TO DO » The full listing should be set down again precisely.

RECORDED DATA »
········

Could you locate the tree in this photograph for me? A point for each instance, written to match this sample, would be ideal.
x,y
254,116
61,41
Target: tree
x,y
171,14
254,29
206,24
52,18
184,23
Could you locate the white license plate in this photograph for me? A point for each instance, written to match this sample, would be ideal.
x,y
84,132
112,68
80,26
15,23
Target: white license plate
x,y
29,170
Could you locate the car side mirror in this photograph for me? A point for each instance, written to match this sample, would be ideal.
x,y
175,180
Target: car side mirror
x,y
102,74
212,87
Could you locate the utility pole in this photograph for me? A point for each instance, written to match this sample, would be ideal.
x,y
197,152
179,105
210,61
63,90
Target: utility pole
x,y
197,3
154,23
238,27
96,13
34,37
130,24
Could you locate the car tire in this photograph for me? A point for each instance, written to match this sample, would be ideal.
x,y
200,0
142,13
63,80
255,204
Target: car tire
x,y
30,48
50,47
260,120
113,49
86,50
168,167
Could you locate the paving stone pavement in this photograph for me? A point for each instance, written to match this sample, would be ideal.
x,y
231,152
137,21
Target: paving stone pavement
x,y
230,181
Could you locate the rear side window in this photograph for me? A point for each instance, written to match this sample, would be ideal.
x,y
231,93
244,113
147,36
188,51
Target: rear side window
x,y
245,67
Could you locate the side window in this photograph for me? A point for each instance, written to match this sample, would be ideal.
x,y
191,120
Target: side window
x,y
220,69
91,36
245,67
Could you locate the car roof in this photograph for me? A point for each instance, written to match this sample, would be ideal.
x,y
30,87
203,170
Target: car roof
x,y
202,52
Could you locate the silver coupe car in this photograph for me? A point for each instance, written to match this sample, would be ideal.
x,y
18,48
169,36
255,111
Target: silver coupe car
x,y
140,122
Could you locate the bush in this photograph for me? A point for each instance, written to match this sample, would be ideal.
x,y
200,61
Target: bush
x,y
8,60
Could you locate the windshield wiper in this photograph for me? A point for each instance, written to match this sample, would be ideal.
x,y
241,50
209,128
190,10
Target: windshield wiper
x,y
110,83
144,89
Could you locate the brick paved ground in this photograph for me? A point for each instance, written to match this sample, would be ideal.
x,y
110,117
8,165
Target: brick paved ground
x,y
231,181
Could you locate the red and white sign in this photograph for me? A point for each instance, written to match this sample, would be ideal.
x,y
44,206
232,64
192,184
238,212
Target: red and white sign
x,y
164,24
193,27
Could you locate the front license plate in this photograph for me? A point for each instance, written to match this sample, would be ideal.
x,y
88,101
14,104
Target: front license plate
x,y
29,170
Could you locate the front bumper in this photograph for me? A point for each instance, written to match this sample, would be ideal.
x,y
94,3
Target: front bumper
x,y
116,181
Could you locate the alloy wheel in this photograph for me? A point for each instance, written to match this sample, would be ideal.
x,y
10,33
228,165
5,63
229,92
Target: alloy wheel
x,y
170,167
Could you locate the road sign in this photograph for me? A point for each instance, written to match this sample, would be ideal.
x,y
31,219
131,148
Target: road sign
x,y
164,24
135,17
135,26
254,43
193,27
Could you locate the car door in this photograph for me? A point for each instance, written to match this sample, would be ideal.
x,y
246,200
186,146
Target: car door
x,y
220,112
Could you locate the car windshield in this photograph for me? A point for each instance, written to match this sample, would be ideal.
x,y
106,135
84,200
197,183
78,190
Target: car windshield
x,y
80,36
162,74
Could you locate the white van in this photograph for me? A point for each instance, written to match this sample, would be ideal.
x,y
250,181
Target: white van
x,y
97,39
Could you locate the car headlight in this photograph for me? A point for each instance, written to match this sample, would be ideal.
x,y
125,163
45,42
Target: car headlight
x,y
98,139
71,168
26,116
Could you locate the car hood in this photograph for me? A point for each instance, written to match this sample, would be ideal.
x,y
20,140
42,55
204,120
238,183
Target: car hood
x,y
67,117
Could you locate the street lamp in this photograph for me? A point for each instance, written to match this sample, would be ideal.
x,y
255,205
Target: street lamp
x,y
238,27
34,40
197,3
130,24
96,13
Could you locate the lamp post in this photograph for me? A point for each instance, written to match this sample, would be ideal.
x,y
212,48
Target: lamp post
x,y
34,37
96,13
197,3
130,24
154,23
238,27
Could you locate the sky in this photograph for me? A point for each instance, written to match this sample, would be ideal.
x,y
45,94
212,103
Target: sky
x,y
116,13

········

REPLY TO THE TASK »
Could you locate the tree in this photograph for me? A point for each instance, written to match this sample, would be ideal.
x,y
254,116
61,41
Target: tree
x,y
171,14
254,29
206,24
52,18
184,23
Could you locate the white license plate in this photograph for me? A point for each instance, written to match this sample, would be ideal.
x,y
84,132
112,68
80,26
15,23
Target: white license plate
x,y
29,170
Could you locate the car side mirror in this photograph for me? A point for each instance, written to match this sample, would be ideal.
x,y
175,180
Target: car side mirror
x,y
102,74
212,87
Could you locate the utility pole in this photograph for me? A point for each instance, written to match this sample, would be ideal.
x,y
197,152
179,105
210,61
63,90
Target: utility pole
x,y
197,3
154,23
238,27
96,13
34,37
130,24
Could you locate the car tire in this photograph for me? A point for each instance, written to match this sample, would be ideal.
x,y
200,0
142,13
63,80
255,204
Target: car tire
x,y
30,48
50,47
260,120
113,49
86,50
168,167
Could you locate the paving stone pavement in this photograph for me? A point for each instance, written to match this sample, would be ideal.
x,y
231,152
137,21
Target: paving stone pavement
x,y
230,181
Could you locate the rear side window in this photograph for me? A point for each instance, written to match this sample, would be ideal.
x,y
231,93
244,113
147,36
188,51
Target: rear side window
x,y
245,67
Could you locate the side window in this photograph for me? A point for each instance, written to match this sample, would be ideal.
x,y
191,120
Target: side window
x,y
220,69
91,36
245,67
Could you locate the car roof in this photograph for me? A point for each instance, written to match this sample, would be ideal.
x,y
30,87
203,170
Target: car roof
x,y
202,52
Could you locate the silver coupe car in this photograph for me? A point for each instance, written to match this sample, would be ideal.
x,y
18,48
169,36
255,111
Target: silver coupe car
x,y
140,122
Could you locate the bush in this photograph for me? A point for each instance, written to match this sample, would be ideal.
x,y
200,61
Target: bush
x,y
8,60
Could you locate the windshield wiper in this photograph for me? A point for each instance, written to match this sample, would be ideal.
x,y
241,50
209,128
190,10
Target: windshield wiper
x,y
110,83
144,89
Could you locate the brick paved ground in this photograph for me? A point for each instance, written to match this sample, would be ideal.
x,y
110,117
8,165
Target: brick paved ground
x,y
231,181
Could you locate the red and white sign in this photograph for me? A point for each instance, written to match this sample, would be ideal.
x,y
44,206
232,64
192,184
238,212
Target: red and white sign
x,y
164,24
193,27
Could you locate the front license plate in this photograph for me? A point for each instance, written to match this sample, would be ideal.
x,y
88,101
14,104
Target: front license plate
x,y
29,170
Could you locate the front bumper in this photograph for me? A point for each instance, written to match this sample, would be ideal.
x,y
94,3
Target: front bumper
x,y
116,181
Could you locate the alloy wheel in this photograph for me? A point for each instance, written to match this sample, would be ideal.
x,y
10,33
228,165
5,63
229,92
Target: alloy wheel
x,y
170,167
Could you locate the road sign in this photograph for me? A point for each instance, written to match this sample, would be ideal.
x,y
31,219
131,148
Target: road sign
x,y
164,24
135,17
135,26
254,43
193,27
Could you locate the car door in this photograph for me? A point for each instance, written to match this sample, would be ideal.
x,y
246,200
186,146
Target: car door
x,y
220,112
Could you locate the car windshield in this photograph for me? A point for each instance, written to match this sample, would be ideal.
x,y
106,135
84,200
197,183
78,190
Target: car windshield
x,y
80,36
162,74
Could you locate the white van in this photograph for me? A point for each instance, written to match this sample, would be ideal.
x,y
250,181
Target: white van
x,y
97,39
Could you locate the car headlight in this photograph for me? A point for each instance, written to match this sample, would be ideal.
x,y
125,163
45,42
Target: car headlight
x,y
98,139
71,168
26,116
Could you locate the car hood in this photograph for me? A point for each instance, written to match this sample, would be ideal.
x,y
20,140
42,55
204,120
238,183
Target: car hood
x,y
67,117
Could you locate the street lamp in this photograph for me? A point for each instance, written to match this sample, would be ideal.
x,y
255,205
Target: street lamp
x,y
238,27
34,40
197,3
130,24
96,13
Could you locate the lamp post in this photograph for me? A point for each instance, written to match this sample, would be ideal.
x,y
212,48
Target: lamp post
x,y
34,37
96,13
197,3
130,24
154,23
238,27
Could you locate the sky in this photograph for me? A point for each instance, written to match this sample, would be ideal.
x,y
45,94
212,103
Target: sky
x,y
116,13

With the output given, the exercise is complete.